**GIVEN PROBLEM:** Reproduce the records below verbatim, without changing a single character.

**GIVEN RECORDS:**
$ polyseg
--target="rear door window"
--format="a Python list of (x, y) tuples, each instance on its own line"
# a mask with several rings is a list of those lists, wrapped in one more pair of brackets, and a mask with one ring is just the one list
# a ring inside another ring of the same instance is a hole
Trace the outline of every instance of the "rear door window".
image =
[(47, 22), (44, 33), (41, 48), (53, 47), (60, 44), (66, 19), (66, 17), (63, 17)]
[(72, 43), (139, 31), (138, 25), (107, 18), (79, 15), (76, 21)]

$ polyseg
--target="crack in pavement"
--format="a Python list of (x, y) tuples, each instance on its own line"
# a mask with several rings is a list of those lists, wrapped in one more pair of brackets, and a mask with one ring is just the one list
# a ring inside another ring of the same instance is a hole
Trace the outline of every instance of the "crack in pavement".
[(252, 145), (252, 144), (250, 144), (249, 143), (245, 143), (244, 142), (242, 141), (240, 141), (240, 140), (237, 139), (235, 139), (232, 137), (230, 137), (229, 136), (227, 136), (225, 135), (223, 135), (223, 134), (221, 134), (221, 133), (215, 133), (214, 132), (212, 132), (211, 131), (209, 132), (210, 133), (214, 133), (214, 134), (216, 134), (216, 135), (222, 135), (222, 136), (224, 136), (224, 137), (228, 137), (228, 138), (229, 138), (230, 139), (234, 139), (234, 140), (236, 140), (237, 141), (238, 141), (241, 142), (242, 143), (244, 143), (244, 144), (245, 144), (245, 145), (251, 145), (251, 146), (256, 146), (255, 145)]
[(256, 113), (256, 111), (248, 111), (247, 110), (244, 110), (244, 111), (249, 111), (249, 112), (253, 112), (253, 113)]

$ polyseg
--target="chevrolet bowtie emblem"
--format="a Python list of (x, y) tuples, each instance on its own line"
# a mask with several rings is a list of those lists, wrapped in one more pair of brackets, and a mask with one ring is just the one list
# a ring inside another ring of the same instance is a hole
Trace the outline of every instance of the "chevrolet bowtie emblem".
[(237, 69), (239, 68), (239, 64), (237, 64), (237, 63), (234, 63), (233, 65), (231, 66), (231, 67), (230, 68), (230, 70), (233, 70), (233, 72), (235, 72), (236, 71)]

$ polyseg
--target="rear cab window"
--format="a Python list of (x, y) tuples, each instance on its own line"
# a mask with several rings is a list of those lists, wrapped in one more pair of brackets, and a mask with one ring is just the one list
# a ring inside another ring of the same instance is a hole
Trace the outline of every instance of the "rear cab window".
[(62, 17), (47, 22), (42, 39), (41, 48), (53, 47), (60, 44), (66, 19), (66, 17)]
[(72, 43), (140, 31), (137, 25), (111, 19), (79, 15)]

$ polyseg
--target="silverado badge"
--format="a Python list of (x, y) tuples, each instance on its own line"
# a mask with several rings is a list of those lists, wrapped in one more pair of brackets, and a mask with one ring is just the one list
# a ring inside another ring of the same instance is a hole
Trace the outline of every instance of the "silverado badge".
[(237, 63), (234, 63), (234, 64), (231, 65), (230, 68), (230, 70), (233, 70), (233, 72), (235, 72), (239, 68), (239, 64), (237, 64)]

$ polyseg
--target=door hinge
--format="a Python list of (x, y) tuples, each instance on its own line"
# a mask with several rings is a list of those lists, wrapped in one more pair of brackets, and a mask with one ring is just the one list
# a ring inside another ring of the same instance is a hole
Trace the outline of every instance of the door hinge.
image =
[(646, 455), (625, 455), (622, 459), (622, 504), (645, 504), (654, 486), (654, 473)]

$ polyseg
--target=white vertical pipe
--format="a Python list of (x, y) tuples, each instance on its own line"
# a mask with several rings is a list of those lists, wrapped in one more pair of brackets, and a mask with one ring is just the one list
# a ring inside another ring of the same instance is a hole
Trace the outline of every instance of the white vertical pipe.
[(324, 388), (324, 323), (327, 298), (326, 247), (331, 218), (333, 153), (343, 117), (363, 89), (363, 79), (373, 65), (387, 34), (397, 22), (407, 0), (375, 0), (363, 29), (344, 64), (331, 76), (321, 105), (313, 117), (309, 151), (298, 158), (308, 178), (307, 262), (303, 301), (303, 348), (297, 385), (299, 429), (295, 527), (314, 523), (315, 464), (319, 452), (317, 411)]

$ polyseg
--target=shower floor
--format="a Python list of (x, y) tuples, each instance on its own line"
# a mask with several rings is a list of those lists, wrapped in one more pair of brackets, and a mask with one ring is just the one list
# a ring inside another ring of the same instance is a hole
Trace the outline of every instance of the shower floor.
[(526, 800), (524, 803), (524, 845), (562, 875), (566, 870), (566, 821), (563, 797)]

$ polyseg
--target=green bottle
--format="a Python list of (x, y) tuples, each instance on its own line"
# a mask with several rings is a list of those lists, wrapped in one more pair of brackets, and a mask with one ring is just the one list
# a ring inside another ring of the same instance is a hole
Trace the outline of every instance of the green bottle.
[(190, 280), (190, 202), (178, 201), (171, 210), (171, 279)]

**RESPONSE TO THE TASK:**
$ polyseg
--target="rear door window"
--format="a Python list of (x, y) tuples, each instance on its own line"
# a mask with several rings is a list of those lists, wrapped in one more pair of brackets, and a mask with one ring is just the one list
# a ring inside another ring of the same instance is a hole
Trace the outline of every instance of the "rear door window".
image =
[(47, 22), (44, 33), (41, 48), (53, 47), (60, 44), (66, 19), (66, 17), (63, 17)]
[(72, 43), (139, 31), (138, 25), (107, 18), (79, 15), (76, 21)]

$ polyseg
--target="crack in pavement"
--format="a Python list of (x, y) tuples, each instance on its own line"
# a mask with several rings is a list of those lists, wrapped in one more pair of brackets, and a mask with one ring is just the one list
# a ring inside another ring of the same instance is a hole
Trace the outline of every instance of the "crack in pavement".
[(252, 145), (252, 144), (250, 144), (249, 143), (245, 143), (244, 142), (242, 141), (240, 141), (240, 140), (237, 139), (235, 139), (232, 137), (230, 137), (229, 136), (227, 136), (225, 135), (223, 135), (223, 134), (221, 134), (221, 133), (215, 133), (214, 132), (212, 132), (211, 131), (209, 132), (210, 133), (214, 133), (214, 134), (216, 134), (216, 135), (222, 135), (222, 136), (224, 136), (224, 137), (228, 137), (228, 138), (229, 138), (230, 139), (234, 139), (234, 140), (236, 140), (237, 141), (238, 141), (241, 142), (242, 143), (244, 143), (244, 144), (245, 144), (245, 145), (251, 145), (251, 146), (256, 146), (255, 145)]
[(256, 113), (256, 111), (248, 111), (247, 110), (244, 110), (244, 111), (249, 111), (249, 112), (253, 112), (253, 113)]

$ polyseg
--target="chevrolet bowtie emblem"
--format="a Python list of (x, y) tuples, each instance on its own line"
# a mask with several rings is a list of those lists, wrapped in one more pair of brackets, and a mask with one ring is just the one list
# a ring inside another ring of the same instance is a hole
Trace the outline of every instance of the "chevrolet bowtie emblem".
[(237, 69), (239, 68), (239, 64), (237, 64), (237, 63), (234, 63), (233, 65), (231, 66), (231, 67), (230, 68), (230, 70), (233, 70), (233, 72), (235, 72), (236, 71)]

$ polyseg
--target="rear cab window"
--format="a Python list of (x, y) tuples, each instance on its own line"
# a mask with several rings is a list of those lists, wrapped in one more pair of brackets, and a mask with one ring is just the one list
# a ring inside another ring of the same instance is a hole
Trace the outline of every instance of the "rear cab window".
[(62, 17), (47, 22), (42, 39), (41, 48), (53, 47), (60, 44), (66, 19), (66, 17)]
[(72, 43), (140, 31), (137, 25), (111, 19), (79, 15)]

$ polyseg
--target="silverado badge"
--format="a Python list of (x, y) tuples, each instance on its own line"
# a mask with several rings is a list of those lists, wrapped in one more pair of brackets, and a mask with one ring is just the one list
# a ring inside another ring of the same instance is a hole
Trace the outline of every instance of the "silverado badge".
[(237, 63), (234, 63), (234, 64), (231, 65), (230, 68), (230, 70), (233, 70), (233, 72), (235, 72), (239, 68), (239, 64), (237, 64)]

$ polyseg
--target=door hinge
--format="a Python list of (x, y) tuples, each instance on its own line"
# a mask with several rings is a list of those lists, wrapped in one more pair of brackets, and a mask with one ring is just the one list
# a ring inside another ring of the same instance is a hole
Trace the outline of every instance of the door hinge.
image =
[(646, 455), (625, 455), (622, 459), (622, 504), (645, 504), (654, 486), (654, 473)]

$ polyseg
--target=white vertical pipe
--format="a Python list of (x, y) tuples, each instance on its own line"
# a mask with several rings is a list of those lists, wrapped in one more pair of brackets, and a mask with one ring is just the one list
# a ring inside another ring of the same instance is a hole
Trace the outline of every instance of the white vertical pipe.
[(324, 388), (324, 323), (327, 298), (326, 247), (331, 218), (333, 153), (343, 117), (363, 89), (363, 79), (373, 65), (387, 34), (397, 22), (407, 0), (375, 0), (363, 29), (344, 64), (331, 76), (321, 105), (313, 117), (309, 151), (298, 158), (308, 178), (307, 262), (303, 301), (303, 348), (297, 385), (299, 429), (295, 527), (314, 523), (315, 464), (319, 452), (317, 411)]

$ polyseg
--target=shower floor
--format="a Python list of (x, y) tuples, each instance on its own line"
# a mask with several rings is a list of those lists, wrapped in one more pair of brackets, and a mask with one ring is just the one list
# a ring inside another ring of the same instance is a hole
Trace the outline of every instance of the shower floor.
[(526, 800), (524, 803), (524, 845), (562, 875), (566, 870), (566, 821), (563, 797)]

$ polyseg
--target=green bottle
--format="a Python list of (x, y) tuples, each instance on its own line"
# a mask with several rings is a list of those lists, wrapped in one more pair of brackets, and a mask with one ring is just the one list
# a ring inside another ring of the same instance is a hole
Trace the outline of every instance of the green bottle.
[(190, 280), (190, 202), (178, 201), (171, 210), (171, 279)]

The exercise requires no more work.